(Rows from a box labeling dataset)
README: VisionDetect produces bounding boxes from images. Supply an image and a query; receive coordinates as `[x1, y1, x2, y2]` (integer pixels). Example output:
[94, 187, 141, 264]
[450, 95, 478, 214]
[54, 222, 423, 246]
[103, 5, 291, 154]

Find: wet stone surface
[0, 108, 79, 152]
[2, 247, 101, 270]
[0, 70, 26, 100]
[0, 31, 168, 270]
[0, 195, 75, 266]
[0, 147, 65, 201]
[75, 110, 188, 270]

--- REQUEST ---
Rewrite every line of the entries above as a JSON list of strings, with one string per line and blank lines left out.

--- RESULT OF THE TASK ---
[
  "README: VisionDetect produces bounding boxes from images. Supply an image and a query; receive coordinates as `[x1, y1, x2, y2]` (integer pixels). Example output:",
  "[94, 187, 141, 264]",
  "[450, 95, 478, 214]",
  "[54, 222, 423, 246]",
  "[103, 5, 291, 154]",
  "Find: wet stone surface",
  "[0, 108, 79, 152]",
  "[2, 247, 101, 270]",
  "[0, 70, 26, 100]",
  "[0, 31, 168, 270]",
  "[0, 195, 75, 266]",
  "[0, 147, 65, 201]",
  "[75, 110, 188, 270]"
]